● What is asked:
From the items below, pull out every line that contains the word "image" and copy those lines unchanged.

● Source records:
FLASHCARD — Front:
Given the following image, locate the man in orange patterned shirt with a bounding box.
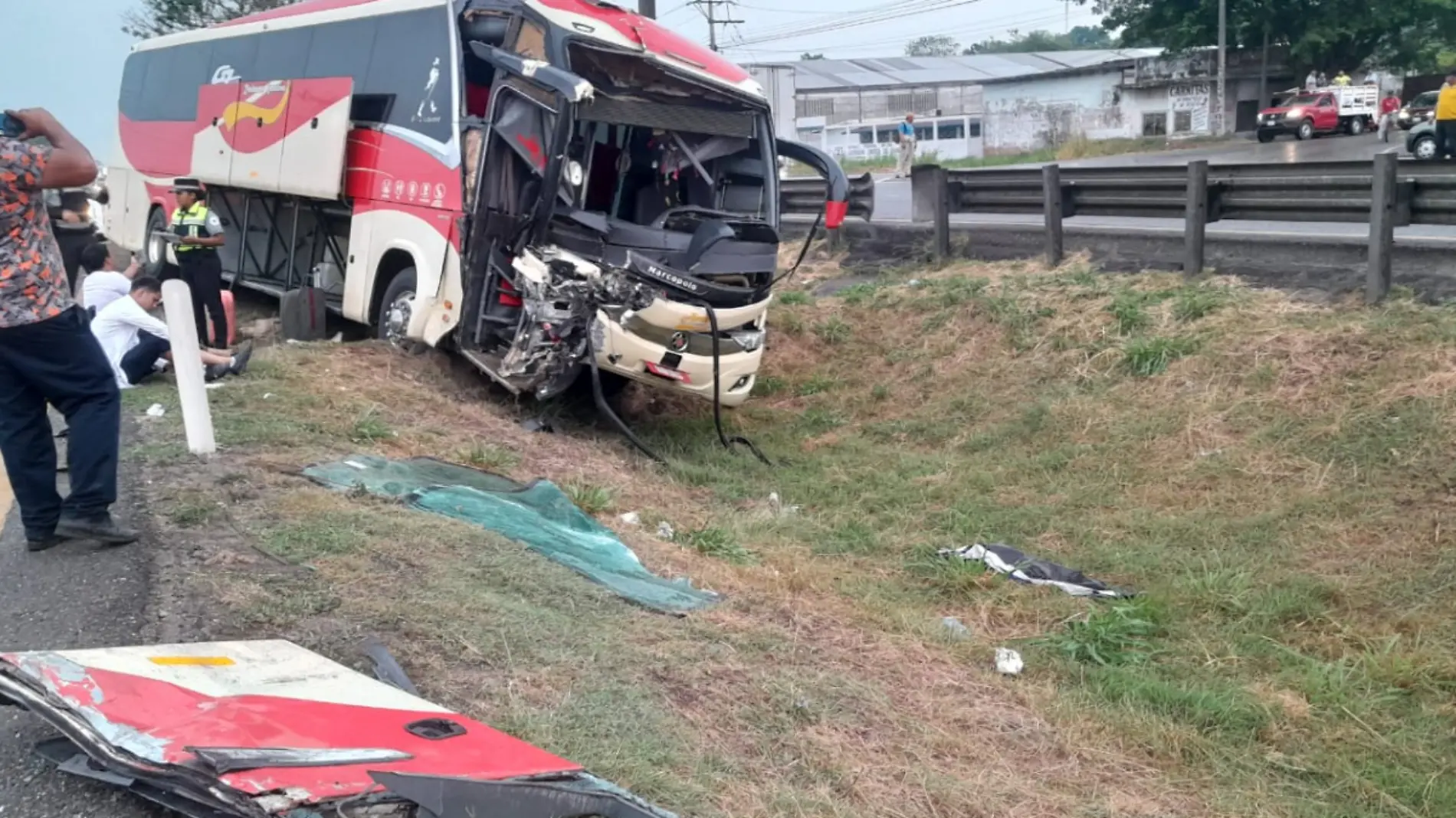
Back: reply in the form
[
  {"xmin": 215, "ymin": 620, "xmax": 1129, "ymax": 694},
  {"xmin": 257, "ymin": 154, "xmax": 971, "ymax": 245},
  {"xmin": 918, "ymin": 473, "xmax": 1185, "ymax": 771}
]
[{"xmin": 0, "ymin": 110, "xmax": 137, "ymax": 551}]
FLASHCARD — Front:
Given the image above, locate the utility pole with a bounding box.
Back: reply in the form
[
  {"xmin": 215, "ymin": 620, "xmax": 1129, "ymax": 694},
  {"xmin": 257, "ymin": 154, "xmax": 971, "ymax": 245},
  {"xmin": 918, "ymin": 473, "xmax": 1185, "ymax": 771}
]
[
  {"xmin": 692, "ymin": 0, "xmax": 743, "ymax": 51},
  {"xmin": 1216, "ymin": 0, "xmax": 1223, "ymax": 137}
]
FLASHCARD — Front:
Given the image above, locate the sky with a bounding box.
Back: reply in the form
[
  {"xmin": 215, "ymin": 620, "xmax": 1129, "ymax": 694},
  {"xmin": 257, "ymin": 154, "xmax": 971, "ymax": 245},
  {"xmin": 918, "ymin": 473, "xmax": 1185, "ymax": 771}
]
[{"xmin": 17, "ymin": 0, "xmax": 1097, "ymax": 163}]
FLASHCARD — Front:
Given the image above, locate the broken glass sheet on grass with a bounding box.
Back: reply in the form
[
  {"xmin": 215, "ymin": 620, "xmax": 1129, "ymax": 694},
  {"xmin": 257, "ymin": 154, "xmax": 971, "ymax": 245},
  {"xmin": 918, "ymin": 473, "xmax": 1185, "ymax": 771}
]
[
  {"xmin": 938, "ymin": 543, "xmax": 1136, "ymax": 597},
  {"xmin": 303, "ymin": 454, "xmax": 718, "ymax": 613}
]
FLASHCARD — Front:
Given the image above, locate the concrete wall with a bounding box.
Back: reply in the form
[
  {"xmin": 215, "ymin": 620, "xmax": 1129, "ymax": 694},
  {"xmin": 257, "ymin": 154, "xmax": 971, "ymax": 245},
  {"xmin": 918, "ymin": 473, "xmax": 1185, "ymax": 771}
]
[
  {"xmin": 984, "ymin": 68, "xmax": 1140, "ymax": 155},
  {"xmin": 1123, "ymin": 80, "xmax": 1216, "ymax": 137}
]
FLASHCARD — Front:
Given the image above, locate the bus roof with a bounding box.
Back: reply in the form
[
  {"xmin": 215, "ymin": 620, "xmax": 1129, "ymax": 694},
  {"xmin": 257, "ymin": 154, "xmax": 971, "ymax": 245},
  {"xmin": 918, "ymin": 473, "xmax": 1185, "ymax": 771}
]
[{"xmin": 159, "ymin": 0, "xmax": 766, "ymax": 99}]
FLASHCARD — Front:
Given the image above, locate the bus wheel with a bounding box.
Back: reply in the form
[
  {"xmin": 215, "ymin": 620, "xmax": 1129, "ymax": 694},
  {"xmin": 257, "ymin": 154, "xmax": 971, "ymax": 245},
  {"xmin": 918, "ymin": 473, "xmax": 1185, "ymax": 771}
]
[
  {"xmin": 141, "ymin": 207, "xmax": 168, "ymax": 278},
  {"xmin": 379, "ymin": 267, "xmax": 425, "ymax": 355}
]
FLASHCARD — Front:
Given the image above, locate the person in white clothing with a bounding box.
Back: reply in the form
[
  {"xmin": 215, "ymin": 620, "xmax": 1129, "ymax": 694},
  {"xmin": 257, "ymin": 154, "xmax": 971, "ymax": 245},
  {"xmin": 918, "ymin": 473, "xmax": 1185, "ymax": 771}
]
[
  {"xmin": 81, "ymin": 241, "xmax": 141, "ymax": 316},
  {"xmin": 90, "ymin": 276, "xmax": 252, "ymax": 388}
]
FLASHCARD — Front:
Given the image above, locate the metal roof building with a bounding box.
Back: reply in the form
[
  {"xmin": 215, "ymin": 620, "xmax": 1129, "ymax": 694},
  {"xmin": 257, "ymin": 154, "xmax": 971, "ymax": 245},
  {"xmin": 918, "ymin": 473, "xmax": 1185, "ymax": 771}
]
[{"xmin": 786, "ymin": 48, "xmax": 1163, "ymax": 93}]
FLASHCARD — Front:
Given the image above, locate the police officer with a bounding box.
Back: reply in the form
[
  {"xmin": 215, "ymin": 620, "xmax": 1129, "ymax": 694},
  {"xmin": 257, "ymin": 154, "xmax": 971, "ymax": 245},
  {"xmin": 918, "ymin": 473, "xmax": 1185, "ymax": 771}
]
[{"xmin": 172, "ymin": 179, "xmax": 227, "ymax": 349}]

● Worked answer:
Given the following image, locate the man in orange patterned shirt with a bounding box.
Given the image above, locate the utility pole with a bounding box.
Given the image above, locate the sky with a bounding box.
Given the image above, locate the broken glass sheet on grass with a bounding box.
Given the image above, locate the concrete wall with a bounding box.
Given the image above, locate the bus roof with a bounding box.
Given the image above, locate the bus wheel with a bounding box.
Given the image above, locate the person in white clothing with a bounding box.
Given the image above, locate the metal roof building with a bounding box.
Given the image above, locate the police officer with a bounding box.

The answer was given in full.